(begin)

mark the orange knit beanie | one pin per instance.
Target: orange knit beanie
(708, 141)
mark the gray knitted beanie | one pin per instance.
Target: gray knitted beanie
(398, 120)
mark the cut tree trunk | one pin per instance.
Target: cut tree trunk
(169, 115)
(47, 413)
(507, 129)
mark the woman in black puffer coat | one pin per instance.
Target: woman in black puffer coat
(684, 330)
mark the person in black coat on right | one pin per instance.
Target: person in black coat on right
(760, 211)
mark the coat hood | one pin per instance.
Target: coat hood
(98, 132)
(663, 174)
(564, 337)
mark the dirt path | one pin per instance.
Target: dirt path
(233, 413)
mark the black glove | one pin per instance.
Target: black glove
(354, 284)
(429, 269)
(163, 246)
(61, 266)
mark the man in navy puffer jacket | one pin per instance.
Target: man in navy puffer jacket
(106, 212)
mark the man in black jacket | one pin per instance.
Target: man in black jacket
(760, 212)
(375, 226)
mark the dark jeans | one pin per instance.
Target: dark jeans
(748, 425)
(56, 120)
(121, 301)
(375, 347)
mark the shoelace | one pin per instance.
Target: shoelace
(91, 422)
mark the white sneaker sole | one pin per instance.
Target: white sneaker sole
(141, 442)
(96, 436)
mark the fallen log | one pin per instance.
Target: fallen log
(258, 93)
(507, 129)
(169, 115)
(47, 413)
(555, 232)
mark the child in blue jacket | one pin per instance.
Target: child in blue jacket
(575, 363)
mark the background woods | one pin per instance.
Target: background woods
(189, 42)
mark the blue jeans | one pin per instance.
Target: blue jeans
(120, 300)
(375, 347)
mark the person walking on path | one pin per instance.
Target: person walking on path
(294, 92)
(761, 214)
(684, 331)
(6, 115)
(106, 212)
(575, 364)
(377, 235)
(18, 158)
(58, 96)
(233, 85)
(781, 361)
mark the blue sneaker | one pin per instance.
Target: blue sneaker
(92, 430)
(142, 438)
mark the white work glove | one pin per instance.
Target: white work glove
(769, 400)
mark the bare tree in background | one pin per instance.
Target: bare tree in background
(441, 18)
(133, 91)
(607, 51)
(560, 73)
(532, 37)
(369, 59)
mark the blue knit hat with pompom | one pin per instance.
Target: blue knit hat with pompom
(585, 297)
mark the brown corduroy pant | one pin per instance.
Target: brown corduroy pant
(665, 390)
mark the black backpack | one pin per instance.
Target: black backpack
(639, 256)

(end)

■ Written problem
Reproduce the records word for word.

■ Response
mark the orange knit beanie | one pin per instance.
Target: orange knit beanie
(708, 141)
mark the gray knitted beanie | one pin per instance.
Target: gray knitted beanie
(398, 120)
mark the cut tree trunk | one pin per instance.
Target: cut tree trunk
(169, 115)
(47, 413)
(507, 129)
mark the woman in black puffer coat | one pin per instance.
Target: woman in black puffer coat
(684, 330)
mark the person in black coat on right | one pin per instance.
Target: person in black coat on right
(760, 211)
mark the coat hood | one pin per instance.
Target: coat hood
(98, 132)
(663, 174)
(564, 337)
mark the dirt path | one pin per instance.
Target: dirt path
(233, 413)
mark the black glove | one pin per instance.
Target: black glove
(354, 284)
(429, 269)
(163, 246)
(61, 266)
mark the man in navy puffer jacket | one pin per instance.
Target: man in navy puffer jacket
(106, 212)
mark the man in black jacket | one pin per instance.
Target: man in black jacket
(760, 212)
(375, 226)
mark the dark jeans | one pin per instance.
Target: dark jeans
(748, 425)
(56, 120)
(121, 301)
(375, 347)
mark the shoelace | one pin per instance.
Target: shoelace
(91, 422)
mark the white sneaker sole | one pin per instance.
Target: white sneaker sole
(141, 442)
(96, 436)
mark the fallen log | one pin per instance.
Target: fallen log
(258, 93)
(507, 129)
(169, 115)
(47, 413)
(555, 232)
mark the child in blue jacket | one pin per instance.
Target: child in blue jacket
(575, 363)
mark the background woods | one pin per instance.
Target: background woods
(189, 42)
mark the blue jeans | one pin per instance.
Target: blue jeans
(120, 300)
(375, 347)
mark the person walking on path | one pin per instance.
Target: person walking on path
(294, 92)
(761, 214)
(684, 331)
(6, 115)
(106, 212)
(575, 364)
(377, 235)
(18, 158)
(58, 96)
(233, 85)
(781, 361)
mark the blue sneaker | one pin per instance.
Target: blue sneaker
(92, 430)
(142, 438)
mark the white work glove | one pin per instance.
Target: white work glove
(769, 400)
mark the bare tree in background | one pin per instance.
Target: bare tree in background
(441, 18)
(133, 91)
(607, 51)
(560, 73)
(532, 37)
(369, 59)
mark the blue knit hat with pompom | one pin per instance.
Target: blue knit hat with pompom
(585, 297)
mark the brown corduroy pant | one pin per instance.
Target: brown corduroy pant
(665, 390)
mark the black backpack | one pin per instance.
Target: black backpack
(639, 256)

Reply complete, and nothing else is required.